• Text extract:

--------------------

Youngblood Blog

Writing weblog, local, topical, personal, spiritual

Drawing Breath—Speaking up for Lungs of the Planet

MONTHLY INSECURE WRITERS’ ENCLAVE—
IWSGers Speak up for the Planet

Thanks 2Alex for getting on our case—writing-wise

Thanks 2Alex for getting on our case—writing-wise

Happy New Year to all Insecure Writers! And to the world at large.
Mostly, thanks to our prolific host and Ninja Cap’n, Alex, for allowing us crazies free rein on his excellent forum. It opens writerly doors, and allows us to vent, when things go wrong. May we all survive—nay, plunge into—this year and follow our dreams.

Sore Patch hidden by powerful local  'Resource company' under umbrella of social conscience offer to 'open woodland to public'

Sore Patch hidden by powerful local ‘Resource company’ under umbrella of social conscience offer to ‘open woodland to public’

2015 saw many changes in awareness of common responsibility for our country’s finite resources, both nation-wide and internationally, bringing accord which would have been impossible a decade ago. Politicians are—with careful research—actually clearing desks, allocating reserve funds to deal with the atmosphere-environment.

It is no longer an ‘issue’. Climate has become real time—Western nations’ new goal—to do good by the planet, our only home.

But don’t hold your breath.

Rattle in Seattle as Farewell to Old Ways
West Coast shakes over New Year ranged from Mag.4.7 in Seattle through M.6.2 Nevada/Utah border, to M.4.1 off Ferndale, CA. Judging by whale movement—on late migration south delayed by warm northern waters—quakes and movement are happening on the coastal plate, where the Gorda fault fissures to join its subterranean sisters under (human habitat) the land. Several landslides along the coastal Scenic Drive route north of the Eel and Mad Rivers—in Humboldt County—have made travel ‘difficult’—official sources.

--------------------

• Records provided:
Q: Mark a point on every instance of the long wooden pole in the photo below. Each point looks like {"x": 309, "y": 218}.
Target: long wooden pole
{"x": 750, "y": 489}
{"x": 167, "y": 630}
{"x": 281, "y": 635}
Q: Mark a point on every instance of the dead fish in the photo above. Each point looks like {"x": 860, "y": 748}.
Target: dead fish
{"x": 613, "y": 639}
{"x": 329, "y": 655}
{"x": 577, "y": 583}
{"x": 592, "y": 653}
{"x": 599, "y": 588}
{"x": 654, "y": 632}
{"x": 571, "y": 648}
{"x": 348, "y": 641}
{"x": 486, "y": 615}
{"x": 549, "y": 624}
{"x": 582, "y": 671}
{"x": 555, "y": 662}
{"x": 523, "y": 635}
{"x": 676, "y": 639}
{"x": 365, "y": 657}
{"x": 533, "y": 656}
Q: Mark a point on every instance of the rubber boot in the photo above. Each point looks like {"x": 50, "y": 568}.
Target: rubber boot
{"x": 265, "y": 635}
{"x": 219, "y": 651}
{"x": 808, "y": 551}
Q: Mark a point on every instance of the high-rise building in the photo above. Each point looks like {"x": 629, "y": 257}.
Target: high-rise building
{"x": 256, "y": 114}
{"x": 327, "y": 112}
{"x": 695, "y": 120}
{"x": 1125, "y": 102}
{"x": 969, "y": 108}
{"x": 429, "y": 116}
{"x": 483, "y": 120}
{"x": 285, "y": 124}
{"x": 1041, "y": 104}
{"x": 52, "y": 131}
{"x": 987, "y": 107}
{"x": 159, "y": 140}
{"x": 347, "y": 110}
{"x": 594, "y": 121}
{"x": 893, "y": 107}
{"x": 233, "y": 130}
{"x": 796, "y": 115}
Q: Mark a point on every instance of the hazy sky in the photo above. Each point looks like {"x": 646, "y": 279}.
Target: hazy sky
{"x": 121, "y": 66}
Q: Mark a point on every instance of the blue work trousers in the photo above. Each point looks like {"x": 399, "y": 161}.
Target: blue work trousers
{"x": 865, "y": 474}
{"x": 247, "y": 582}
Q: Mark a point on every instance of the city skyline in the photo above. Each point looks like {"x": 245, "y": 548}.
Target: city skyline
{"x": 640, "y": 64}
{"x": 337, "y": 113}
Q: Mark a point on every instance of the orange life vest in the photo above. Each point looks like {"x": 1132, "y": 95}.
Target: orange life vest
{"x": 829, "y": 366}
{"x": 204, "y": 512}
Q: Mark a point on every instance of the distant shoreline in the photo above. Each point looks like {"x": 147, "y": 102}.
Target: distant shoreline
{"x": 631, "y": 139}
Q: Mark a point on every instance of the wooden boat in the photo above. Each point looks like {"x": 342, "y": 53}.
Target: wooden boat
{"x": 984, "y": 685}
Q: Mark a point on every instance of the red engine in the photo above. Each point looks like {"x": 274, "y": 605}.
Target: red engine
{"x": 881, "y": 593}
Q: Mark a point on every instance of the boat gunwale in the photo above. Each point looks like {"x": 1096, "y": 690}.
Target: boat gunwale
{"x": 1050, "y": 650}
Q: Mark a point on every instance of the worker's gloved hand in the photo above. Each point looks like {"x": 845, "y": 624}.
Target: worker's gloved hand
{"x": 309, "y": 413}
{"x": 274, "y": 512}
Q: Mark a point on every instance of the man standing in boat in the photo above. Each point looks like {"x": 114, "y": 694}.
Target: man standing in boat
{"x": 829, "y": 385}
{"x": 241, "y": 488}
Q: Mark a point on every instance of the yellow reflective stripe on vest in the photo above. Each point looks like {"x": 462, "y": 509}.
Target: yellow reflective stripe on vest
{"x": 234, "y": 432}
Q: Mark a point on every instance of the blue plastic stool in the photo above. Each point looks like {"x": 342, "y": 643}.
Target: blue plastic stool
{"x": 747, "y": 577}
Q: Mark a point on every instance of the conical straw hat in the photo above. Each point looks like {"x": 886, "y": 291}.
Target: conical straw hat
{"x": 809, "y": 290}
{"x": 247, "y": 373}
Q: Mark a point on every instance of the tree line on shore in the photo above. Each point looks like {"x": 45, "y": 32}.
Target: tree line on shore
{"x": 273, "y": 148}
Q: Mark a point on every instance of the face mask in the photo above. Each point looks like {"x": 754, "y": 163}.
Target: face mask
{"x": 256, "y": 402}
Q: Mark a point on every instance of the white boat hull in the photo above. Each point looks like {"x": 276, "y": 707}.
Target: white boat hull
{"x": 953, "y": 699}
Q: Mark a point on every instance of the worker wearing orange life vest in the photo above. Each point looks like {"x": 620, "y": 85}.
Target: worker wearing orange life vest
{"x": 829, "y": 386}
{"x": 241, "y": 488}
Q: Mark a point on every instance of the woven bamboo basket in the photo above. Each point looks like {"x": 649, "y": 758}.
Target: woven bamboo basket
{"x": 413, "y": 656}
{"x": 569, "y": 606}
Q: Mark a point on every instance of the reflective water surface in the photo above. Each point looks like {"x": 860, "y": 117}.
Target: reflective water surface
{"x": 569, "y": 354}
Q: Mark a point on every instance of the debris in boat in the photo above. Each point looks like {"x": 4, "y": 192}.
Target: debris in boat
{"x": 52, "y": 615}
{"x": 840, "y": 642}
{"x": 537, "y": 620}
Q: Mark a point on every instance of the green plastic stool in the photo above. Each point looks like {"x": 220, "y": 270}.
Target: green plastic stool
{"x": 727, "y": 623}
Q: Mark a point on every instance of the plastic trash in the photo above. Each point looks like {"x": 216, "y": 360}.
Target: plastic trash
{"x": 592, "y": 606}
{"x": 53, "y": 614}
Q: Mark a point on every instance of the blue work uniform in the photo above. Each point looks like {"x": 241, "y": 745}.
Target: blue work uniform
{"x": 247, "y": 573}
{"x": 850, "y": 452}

--------------------

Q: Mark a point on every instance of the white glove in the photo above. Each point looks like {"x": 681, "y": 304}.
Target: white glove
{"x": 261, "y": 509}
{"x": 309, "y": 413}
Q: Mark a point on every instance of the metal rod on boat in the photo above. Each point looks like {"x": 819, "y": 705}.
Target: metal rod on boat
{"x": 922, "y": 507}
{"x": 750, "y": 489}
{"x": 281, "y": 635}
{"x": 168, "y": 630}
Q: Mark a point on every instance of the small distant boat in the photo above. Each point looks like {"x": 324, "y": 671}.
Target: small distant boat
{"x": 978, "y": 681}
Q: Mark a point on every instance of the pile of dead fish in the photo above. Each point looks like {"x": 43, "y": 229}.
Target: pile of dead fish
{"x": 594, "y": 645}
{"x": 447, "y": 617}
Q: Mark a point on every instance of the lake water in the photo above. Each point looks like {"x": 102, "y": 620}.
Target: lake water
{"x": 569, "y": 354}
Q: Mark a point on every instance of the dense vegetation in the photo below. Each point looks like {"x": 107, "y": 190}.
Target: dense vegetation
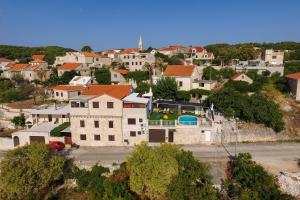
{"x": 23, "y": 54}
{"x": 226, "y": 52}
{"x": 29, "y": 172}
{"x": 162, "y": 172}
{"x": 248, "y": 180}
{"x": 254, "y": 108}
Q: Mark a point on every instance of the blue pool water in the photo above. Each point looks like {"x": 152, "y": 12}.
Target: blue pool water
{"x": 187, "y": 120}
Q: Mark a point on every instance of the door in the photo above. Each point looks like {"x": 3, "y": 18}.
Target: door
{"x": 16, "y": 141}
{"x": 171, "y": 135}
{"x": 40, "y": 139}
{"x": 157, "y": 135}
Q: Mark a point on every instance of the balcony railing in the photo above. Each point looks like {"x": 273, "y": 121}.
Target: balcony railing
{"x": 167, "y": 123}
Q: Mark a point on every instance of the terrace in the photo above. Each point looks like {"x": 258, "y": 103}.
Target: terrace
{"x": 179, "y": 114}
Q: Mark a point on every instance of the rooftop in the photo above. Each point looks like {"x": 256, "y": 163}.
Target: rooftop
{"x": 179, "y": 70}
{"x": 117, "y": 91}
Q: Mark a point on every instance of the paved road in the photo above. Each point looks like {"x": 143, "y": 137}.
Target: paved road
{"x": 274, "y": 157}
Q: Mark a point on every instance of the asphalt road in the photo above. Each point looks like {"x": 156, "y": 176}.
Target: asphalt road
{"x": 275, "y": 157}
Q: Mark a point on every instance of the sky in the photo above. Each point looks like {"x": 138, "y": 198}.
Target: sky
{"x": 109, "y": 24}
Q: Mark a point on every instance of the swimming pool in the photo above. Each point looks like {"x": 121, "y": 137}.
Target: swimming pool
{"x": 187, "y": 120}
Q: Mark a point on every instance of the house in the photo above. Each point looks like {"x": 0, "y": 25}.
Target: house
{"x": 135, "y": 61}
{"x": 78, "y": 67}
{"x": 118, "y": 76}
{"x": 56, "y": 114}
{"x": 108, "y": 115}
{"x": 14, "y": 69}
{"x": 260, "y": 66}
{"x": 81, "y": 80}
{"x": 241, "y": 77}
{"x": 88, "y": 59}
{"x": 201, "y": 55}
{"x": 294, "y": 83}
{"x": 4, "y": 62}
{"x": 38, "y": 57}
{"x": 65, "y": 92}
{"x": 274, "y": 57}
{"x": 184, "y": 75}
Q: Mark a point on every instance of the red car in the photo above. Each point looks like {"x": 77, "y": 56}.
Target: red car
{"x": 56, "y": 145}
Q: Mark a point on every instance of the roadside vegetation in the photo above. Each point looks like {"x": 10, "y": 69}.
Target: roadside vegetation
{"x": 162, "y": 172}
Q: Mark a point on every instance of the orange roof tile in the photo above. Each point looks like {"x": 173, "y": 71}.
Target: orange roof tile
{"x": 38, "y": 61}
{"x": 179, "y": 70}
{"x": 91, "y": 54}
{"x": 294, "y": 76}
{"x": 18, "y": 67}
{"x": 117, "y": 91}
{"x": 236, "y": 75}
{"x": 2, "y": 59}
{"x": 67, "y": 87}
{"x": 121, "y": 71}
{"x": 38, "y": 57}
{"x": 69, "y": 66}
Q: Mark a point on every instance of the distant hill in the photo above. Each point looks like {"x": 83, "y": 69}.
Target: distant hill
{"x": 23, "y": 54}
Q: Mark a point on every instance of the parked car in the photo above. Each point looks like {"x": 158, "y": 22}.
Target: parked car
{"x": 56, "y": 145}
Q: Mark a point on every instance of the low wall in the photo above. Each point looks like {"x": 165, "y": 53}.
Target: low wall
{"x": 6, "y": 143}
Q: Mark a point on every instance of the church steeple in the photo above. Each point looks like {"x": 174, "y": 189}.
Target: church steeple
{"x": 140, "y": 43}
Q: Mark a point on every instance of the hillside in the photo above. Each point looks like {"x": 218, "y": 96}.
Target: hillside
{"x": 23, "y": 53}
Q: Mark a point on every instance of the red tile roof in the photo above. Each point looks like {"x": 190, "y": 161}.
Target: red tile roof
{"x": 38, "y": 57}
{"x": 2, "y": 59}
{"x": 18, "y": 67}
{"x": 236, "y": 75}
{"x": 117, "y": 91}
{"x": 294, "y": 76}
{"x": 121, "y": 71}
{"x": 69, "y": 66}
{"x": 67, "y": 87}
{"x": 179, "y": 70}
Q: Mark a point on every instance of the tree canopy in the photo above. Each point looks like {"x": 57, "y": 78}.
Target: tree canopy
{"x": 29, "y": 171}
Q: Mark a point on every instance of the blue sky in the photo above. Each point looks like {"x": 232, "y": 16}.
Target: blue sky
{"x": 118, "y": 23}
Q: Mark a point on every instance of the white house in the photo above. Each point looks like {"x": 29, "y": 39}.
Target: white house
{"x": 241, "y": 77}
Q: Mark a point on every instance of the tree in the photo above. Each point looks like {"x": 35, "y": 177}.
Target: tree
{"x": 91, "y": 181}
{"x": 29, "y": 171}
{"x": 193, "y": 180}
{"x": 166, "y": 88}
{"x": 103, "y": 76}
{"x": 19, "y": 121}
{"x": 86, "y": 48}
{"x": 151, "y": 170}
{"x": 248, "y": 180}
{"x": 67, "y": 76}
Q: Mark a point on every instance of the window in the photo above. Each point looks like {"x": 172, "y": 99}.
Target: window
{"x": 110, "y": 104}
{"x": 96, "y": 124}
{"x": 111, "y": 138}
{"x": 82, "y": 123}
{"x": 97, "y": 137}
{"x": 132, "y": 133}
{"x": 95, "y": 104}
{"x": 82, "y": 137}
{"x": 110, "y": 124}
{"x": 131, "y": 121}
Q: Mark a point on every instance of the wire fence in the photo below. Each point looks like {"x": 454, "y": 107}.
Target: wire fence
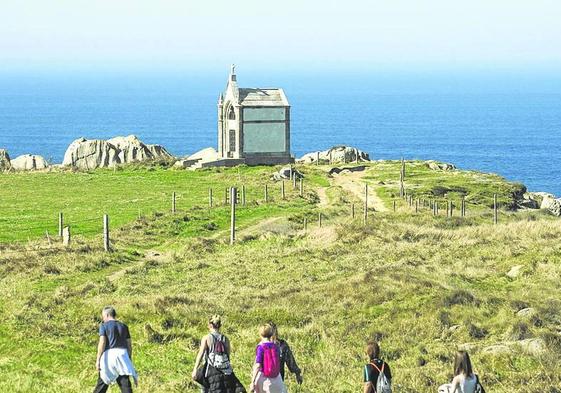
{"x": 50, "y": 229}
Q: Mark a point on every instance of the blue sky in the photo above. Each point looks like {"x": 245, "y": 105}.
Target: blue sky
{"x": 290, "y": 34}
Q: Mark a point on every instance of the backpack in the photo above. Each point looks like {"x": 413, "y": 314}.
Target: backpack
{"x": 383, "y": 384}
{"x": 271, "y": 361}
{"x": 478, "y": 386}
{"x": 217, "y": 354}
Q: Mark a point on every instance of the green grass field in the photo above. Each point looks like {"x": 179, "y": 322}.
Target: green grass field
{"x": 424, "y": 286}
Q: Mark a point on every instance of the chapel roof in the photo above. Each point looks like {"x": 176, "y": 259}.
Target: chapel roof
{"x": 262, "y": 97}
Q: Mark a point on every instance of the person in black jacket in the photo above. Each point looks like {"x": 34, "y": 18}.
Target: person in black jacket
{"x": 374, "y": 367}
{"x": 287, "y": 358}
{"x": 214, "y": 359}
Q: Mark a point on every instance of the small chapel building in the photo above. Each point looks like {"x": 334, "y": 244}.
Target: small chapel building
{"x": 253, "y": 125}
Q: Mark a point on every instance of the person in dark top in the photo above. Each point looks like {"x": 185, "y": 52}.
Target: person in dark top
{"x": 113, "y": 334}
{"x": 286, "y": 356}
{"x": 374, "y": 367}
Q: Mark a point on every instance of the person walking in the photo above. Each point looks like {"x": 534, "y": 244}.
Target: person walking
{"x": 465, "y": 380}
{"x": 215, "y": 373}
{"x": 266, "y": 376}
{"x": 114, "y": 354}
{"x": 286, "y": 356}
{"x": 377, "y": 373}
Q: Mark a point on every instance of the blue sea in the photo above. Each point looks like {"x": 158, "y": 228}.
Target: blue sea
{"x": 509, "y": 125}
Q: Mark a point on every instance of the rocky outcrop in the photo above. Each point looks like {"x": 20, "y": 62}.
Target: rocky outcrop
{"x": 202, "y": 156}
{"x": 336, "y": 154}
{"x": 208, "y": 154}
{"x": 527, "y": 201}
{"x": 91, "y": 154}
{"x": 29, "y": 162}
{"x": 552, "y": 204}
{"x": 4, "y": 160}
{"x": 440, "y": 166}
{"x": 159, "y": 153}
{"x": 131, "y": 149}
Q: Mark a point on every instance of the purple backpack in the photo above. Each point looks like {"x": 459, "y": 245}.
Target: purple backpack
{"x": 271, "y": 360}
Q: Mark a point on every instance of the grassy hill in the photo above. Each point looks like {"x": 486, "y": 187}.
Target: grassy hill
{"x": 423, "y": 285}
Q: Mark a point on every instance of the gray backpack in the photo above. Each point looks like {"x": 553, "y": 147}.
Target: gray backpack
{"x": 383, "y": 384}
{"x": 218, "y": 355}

--------------------

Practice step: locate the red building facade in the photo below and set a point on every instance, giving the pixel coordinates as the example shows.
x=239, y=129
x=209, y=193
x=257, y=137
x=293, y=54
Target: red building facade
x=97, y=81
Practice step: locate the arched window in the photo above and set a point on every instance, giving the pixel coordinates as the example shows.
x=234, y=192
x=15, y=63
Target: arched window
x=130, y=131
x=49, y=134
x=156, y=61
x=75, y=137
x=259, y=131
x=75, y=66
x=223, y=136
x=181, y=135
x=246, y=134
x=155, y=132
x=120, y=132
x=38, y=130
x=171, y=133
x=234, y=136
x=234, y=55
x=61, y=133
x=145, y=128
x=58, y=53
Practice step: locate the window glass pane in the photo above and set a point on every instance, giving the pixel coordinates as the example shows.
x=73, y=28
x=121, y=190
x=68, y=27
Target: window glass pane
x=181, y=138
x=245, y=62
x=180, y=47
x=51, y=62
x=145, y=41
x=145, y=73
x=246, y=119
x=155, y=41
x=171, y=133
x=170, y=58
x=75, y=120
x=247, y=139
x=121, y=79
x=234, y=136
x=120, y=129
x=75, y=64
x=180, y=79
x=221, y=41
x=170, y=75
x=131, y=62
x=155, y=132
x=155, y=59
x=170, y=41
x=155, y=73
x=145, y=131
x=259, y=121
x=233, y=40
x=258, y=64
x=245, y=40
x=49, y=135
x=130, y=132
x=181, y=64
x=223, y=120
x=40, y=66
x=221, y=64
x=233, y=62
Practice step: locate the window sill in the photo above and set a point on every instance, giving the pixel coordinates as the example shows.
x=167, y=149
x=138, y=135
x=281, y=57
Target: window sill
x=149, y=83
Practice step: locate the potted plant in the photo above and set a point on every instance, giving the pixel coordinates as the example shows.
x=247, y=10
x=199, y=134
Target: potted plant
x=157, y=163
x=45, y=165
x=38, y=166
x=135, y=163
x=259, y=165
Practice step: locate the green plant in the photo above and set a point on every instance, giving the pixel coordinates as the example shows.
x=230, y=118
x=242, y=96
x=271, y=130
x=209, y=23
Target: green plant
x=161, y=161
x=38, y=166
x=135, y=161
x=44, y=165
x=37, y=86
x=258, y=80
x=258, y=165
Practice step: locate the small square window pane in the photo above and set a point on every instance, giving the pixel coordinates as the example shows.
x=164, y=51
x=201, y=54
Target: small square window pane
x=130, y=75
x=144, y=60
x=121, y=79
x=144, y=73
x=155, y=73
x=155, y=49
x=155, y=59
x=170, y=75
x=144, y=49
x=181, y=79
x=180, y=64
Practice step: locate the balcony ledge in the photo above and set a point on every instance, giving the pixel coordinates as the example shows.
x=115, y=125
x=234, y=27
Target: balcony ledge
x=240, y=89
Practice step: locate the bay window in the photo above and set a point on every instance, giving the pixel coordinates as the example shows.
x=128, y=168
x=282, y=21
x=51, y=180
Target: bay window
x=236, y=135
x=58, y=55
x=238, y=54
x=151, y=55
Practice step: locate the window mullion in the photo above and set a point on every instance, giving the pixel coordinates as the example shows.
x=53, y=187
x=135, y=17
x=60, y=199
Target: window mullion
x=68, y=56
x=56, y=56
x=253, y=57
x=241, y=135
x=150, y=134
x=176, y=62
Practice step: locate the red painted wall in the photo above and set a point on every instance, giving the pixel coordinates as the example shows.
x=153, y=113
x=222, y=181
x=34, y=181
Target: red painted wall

--------------------

• Direction 1:
In the blog post, what magnitude was the New Year quake in Seattle?
• Direction 2:
Collect every line of the records that contains the word "gunwale", treating case as significant.
The blog post and the records have nothing to do with each other.

• Complete response 1:
Magnitude 4.7.

• Complete response 2:
Q: Mark a point on every instance of the boat gunwale in the photo above. Each point looks like {"x": 1096, "y": 690}.
Target: boat gunwale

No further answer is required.